* [What needs to be done]: Where a line below holds the string "background", copy that line.
┌──
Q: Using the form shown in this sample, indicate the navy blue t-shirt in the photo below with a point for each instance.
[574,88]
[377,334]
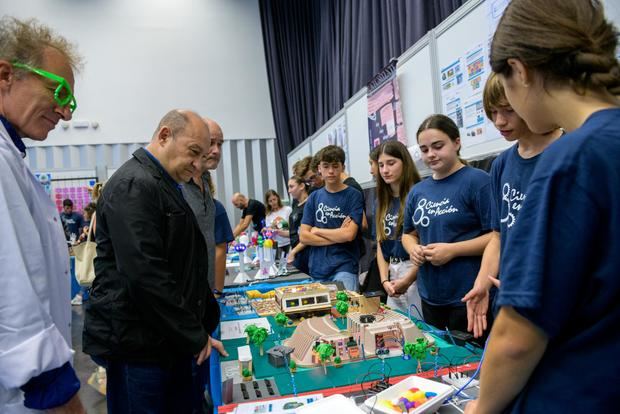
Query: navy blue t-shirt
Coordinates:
[453,209]
[327,210]
[510,176]
[223,231]
[73,223]
[563,270]
[393,246]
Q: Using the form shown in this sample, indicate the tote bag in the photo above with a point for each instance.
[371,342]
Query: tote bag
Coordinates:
[84,254]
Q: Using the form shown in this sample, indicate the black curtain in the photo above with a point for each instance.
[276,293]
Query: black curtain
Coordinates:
[319,53]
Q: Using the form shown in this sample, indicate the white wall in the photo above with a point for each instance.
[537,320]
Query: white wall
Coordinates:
[144,57]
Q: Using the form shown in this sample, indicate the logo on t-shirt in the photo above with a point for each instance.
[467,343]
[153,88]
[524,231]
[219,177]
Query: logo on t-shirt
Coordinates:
[389,223]
[514,201]
[324,212]
[427,209]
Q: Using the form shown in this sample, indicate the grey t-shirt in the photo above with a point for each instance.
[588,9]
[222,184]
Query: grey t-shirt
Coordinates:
[204,209]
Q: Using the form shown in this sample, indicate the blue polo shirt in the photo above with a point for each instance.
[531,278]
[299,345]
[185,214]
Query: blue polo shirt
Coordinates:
[393,246]
[563,270]
[453,209]
[223,231]
[327,211]
[510,176]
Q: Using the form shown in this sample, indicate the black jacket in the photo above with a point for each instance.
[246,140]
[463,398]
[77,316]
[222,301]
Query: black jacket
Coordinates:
[150,300]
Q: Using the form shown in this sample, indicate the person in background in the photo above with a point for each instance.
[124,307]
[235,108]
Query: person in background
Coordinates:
[89,215]
[36,91]
[222,230]
[72,220]
[151,311]
[330,223]
[559,288]
[277,219]
[397,175]
[510,176]
[373,161]
[198,192]
[447,224]
[301,167]
[253,211]
[371,282]
[298,256]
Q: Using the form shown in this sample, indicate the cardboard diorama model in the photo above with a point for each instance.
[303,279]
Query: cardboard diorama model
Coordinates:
[371,331]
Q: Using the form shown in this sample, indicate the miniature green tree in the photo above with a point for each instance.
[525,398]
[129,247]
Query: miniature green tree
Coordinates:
[282,321]
[420,350]
[249,331]
[409,349]
[325,352]
[258,338]
[342,296]
[342,308]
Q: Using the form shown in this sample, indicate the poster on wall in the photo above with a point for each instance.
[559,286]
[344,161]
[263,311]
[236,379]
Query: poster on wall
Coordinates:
[495,10]
[337,135]
[385,120]
[462,83]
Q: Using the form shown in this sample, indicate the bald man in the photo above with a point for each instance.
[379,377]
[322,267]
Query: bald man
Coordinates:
[253,211]
[151,311]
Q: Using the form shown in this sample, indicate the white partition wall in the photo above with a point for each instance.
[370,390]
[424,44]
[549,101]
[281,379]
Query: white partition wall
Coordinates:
[465,30]
[463,37]
[415,78]
[357,128]
[301,151]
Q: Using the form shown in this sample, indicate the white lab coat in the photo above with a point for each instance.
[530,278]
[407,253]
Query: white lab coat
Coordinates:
[35,312]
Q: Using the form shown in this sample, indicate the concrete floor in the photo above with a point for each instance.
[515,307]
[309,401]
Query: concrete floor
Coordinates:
[94,402]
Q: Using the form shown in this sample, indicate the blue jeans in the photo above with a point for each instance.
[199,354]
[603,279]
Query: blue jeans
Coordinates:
[349,280]
[137,388]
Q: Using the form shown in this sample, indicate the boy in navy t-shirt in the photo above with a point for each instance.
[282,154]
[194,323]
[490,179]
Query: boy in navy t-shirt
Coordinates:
[331,220]
[510,176]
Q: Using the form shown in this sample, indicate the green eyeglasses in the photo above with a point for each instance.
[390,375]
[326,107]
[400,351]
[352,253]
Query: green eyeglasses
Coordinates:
[62,94]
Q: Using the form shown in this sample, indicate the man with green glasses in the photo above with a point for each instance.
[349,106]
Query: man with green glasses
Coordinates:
[36,91]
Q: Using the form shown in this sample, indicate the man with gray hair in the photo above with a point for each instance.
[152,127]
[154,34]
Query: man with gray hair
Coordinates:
[151,310]
[36,91]
[252,211]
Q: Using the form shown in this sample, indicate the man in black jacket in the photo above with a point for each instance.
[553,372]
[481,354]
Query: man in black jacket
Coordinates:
[151,310]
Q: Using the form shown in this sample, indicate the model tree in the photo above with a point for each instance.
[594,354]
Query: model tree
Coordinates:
[408,350]
[258,338]
[342,296]
[417,350]
[338,362]
[342,308]
[249,332]
[325,352]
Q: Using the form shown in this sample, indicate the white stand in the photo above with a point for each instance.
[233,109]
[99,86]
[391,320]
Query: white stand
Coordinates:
[242,276]
[265,257]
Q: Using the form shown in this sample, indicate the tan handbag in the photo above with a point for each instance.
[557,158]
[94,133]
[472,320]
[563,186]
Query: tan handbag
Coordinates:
[85,253]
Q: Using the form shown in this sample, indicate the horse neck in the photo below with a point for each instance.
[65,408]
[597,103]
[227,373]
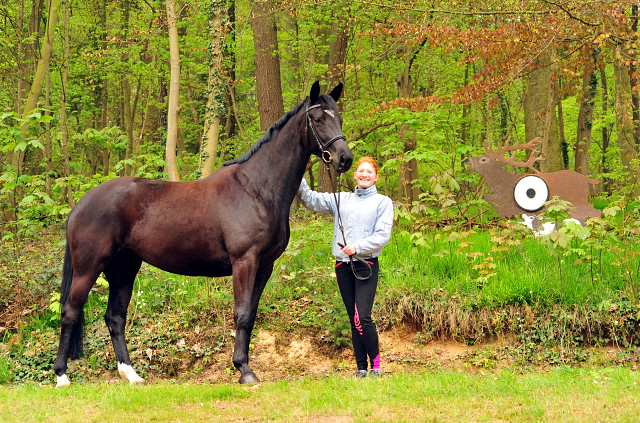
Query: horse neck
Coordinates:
[278,166]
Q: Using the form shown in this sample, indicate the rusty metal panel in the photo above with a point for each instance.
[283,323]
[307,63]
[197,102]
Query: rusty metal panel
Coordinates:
[568,185]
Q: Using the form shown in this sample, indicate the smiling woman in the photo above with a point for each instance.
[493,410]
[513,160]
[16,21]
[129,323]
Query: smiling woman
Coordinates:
[366,218]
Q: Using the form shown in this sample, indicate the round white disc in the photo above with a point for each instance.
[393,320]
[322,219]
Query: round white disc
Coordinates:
[531,192]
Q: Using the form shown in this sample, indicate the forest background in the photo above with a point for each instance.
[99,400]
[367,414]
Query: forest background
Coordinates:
[90,91]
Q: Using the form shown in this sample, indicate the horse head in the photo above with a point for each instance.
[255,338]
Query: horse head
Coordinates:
[323,130]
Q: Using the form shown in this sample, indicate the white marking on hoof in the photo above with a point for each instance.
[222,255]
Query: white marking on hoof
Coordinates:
[63,381]
[127,372]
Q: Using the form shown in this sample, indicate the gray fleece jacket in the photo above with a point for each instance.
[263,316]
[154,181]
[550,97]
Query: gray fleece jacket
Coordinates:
[367,218]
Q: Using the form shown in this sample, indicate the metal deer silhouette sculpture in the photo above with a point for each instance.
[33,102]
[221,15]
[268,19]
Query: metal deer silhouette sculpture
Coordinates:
[517,193]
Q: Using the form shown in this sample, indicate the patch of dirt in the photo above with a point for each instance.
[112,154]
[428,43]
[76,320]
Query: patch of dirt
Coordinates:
[277,356]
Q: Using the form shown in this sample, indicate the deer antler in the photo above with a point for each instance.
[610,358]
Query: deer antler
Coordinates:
[498,154]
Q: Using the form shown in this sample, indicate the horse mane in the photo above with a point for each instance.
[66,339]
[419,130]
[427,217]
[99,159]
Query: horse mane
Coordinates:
[322,99]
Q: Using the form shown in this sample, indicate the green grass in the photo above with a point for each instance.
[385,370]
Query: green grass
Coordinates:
[562,395]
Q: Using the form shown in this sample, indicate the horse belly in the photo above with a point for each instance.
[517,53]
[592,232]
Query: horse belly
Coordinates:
[181,250]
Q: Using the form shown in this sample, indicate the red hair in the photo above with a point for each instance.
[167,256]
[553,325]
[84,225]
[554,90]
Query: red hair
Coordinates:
[366,159]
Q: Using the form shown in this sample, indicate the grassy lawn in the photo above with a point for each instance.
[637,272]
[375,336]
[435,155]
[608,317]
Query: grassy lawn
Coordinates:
[565,394]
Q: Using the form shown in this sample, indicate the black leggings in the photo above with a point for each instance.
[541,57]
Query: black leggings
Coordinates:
[358,296]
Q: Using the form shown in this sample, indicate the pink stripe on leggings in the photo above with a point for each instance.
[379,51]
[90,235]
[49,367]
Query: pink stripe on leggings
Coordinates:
[356,320]
[376,362]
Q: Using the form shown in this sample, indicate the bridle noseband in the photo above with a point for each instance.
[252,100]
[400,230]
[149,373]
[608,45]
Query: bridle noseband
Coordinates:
[326,158]
[325,154]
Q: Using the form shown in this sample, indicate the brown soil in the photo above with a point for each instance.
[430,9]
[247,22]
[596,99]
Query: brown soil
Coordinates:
[278,356]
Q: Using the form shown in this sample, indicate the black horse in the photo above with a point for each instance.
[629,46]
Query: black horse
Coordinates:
[234,222]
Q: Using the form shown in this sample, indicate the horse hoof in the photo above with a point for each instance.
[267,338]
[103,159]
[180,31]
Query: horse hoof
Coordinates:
[63,381]
[249,377]
[127,372]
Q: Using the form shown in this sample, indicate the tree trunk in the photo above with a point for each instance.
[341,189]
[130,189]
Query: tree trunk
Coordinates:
[47,143]
[335,65]
[585,119]
[624,122]
[216,88]
[128,121]
[104,93]
[16,158]
[267,61]
[63,106]
[540,114]
[174,92]
[338,52]
[410,171]
[605,131]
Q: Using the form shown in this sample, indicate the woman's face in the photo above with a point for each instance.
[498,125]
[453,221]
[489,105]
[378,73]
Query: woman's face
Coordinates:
[365,175]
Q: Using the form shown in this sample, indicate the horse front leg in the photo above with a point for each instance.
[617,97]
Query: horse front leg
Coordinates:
[121,274]
[248,285]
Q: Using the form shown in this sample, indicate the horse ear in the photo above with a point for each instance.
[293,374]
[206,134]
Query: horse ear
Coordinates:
[315,92]
[336,92]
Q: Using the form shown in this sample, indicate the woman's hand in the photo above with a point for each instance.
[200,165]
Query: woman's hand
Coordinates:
[349,249]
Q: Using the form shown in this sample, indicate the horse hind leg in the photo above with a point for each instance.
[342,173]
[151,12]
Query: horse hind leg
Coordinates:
[246,296]
[121,274]
[71,326]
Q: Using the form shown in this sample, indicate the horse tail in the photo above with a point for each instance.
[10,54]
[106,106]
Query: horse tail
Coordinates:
[77,334]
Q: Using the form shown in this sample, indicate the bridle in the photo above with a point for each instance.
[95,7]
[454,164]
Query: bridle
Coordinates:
[325,155]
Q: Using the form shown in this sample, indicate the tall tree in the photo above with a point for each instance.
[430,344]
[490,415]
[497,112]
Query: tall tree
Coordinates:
[540,112]
[267,61]
[216,86]
[624,123]
[63,105]
[585,117]
[174,94]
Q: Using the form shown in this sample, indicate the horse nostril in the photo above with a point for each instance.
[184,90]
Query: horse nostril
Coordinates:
[345,162]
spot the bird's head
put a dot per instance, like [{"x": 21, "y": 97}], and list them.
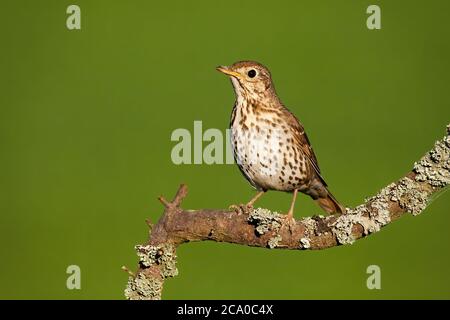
[{"x": 250, "y": 79}]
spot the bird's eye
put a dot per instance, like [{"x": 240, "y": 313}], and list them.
[{"x": 251, "y": 73}]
└──
* [Answer area]:
Q: Using the form shown in this sample, indicate the person in background in the photo above with a point for each instance.
Query: person in background
Q: Using the form shown in this sample, indicate the forest background in the photo above with a point for each instance.
Query: forest background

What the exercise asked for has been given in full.